Change "white shirt" to "gray shirt" in everything from the data line containing "Where can the person in" down to the one containing "Target: blue baseball cap", and reproduce only those lines with nothing else altered.

START EXTRACTED DATA

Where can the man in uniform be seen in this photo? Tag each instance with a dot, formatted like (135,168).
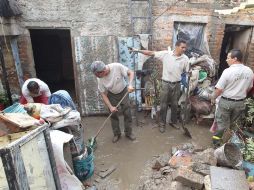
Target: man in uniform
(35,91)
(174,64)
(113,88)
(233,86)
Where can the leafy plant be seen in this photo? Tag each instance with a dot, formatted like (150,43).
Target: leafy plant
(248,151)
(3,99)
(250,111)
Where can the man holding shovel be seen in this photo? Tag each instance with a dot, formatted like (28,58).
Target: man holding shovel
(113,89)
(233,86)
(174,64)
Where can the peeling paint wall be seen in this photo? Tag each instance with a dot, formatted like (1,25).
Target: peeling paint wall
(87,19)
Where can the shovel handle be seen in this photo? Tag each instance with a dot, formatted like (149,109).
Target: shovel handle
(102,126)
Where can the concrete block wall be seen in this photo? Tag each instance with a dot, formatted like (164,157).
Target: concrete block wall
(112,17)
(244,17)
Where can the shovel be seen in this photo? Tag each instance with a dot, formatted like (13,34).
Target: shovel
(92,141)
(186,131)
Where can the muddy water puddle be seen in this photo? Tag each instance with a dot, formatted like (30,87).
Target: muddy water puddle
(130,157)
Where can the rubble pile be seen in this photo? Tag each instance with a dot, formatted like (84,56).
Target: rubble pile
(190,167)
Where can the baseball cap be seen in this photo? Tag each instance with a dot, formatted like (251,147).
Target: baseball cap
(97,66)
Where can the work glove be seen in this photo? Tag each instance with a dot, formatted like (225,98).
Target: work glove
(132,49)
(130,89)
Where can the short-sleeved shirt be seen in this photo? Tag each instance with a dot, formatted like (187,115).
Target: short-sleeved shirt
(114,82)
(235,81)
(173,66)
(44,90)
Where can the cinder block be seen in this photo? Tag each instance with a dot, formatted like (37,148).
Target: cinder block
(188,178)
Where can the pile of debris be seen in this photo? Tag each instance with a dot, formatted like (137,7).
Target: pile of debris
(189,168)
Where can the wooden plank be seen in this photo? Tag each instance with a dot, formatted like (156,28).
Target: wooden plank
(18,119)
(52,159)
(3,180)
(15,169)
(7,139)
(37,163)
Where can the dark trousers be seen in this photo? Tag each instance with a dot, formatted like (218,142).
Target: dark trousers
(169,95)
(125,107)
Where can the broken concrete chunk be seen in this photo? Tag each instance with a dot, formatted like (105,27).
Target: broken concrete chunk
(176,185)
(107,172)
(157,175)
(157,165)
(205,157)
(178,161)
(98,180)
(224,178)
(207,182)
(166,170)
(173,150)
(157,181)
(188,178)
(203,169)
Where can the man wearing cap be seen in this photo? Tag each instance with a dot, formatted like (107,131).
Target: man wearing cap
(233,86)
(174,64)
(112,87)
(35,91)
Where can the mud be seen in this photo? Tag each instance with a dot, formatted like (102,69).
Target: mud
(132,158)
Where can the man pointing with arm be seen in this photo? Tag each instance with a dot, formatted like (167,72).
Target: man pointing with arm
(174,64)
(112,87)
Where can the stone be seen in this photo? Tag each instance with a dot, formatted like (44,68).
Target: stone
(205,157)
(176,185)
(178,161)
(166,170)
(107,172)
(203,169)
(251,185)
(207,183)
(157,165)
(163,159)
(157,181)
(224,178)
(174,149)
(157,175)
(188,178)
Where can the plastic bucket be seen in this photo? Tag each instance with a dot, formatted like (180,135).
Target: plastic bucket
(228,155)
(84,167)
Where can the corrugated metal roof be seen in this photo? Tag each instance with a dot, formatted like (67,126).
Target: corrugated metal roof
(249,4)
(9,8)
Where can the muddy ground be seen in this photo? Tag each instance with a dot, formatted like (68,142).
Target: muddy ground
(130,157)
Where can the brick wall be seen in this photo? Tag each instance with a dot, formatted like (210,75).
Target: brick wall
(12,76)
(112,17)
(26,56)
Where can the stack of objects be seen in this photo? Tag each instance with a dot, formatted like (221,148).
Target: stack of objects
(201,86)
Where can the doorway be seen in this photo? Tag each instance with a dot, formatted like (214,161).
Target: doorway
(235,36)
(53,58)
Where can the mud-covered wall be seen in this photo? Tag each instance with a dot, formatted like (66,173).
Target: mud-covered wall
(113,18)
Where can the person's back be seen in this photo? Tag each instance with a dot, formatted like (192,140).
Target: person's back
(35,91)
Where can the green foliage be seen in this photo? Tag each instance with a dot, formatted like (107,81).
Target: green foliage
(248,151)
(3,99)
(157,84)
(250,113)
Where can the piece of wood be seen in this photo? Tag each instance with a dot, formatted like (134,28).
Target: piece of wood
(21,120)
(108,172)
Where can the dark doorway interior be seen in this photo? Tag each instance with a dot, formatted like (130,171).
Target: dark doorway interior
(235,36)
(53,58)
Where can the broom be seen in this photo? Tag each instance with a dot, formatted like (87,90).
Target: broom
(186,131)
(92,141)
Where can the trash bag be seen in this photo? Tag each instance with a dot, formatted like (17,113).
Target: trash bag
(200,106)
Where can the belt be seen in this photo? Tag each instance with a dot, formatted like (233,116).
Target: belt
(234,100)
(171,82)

END EXTRACTED DATA
START EXTRACTED DATA

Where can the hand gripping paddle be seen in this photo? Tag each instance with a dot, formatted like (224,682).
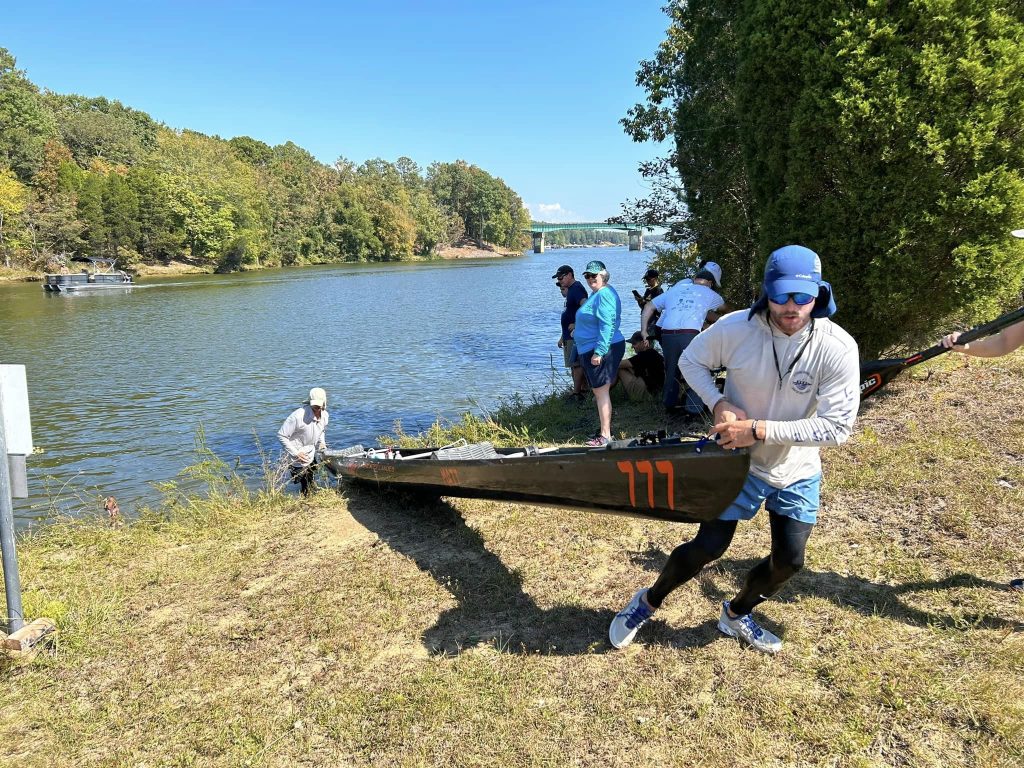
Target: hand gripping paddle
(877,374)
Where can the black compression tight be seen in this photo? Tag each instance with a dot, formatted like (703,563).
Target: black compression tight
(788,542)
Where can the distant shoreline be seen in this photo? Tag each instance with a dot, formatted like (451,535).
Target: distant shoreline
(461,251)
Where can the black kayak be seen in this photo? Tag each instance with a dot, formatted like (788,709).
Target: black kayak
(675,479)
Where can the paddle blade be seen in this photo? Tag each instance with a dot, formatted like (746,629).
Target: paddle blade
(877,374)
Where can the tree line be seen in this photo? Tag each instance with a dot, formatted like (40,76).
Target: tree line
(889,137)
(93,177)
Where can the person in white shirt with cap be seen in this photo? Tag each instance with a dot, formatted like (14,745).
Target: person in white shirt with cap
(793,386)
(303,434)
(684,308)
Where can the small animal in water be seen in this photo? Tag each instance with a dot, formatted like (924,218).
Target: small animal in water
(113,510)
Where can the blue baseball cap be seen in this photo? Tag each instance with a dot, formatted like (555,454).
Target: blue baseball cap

END EXTRACTED DATA

THE REPLY:
Where can the person in gray shirt with cap be seen in this photo? Tag each instance with a dot, formatted like (14,745).
Target: person in gray shirt with cap
(793,386)
(303,434)
(684,308)
Where can the small animal in water be seen in this photo? Tag each instance with a dot, formatted like (924,218).
Target: small animal in water
(113,510)
Where can the blue baseball cap be seen in this photo? Tag each instance with a dot, formatted like (555,454).
Target: blue baseball cap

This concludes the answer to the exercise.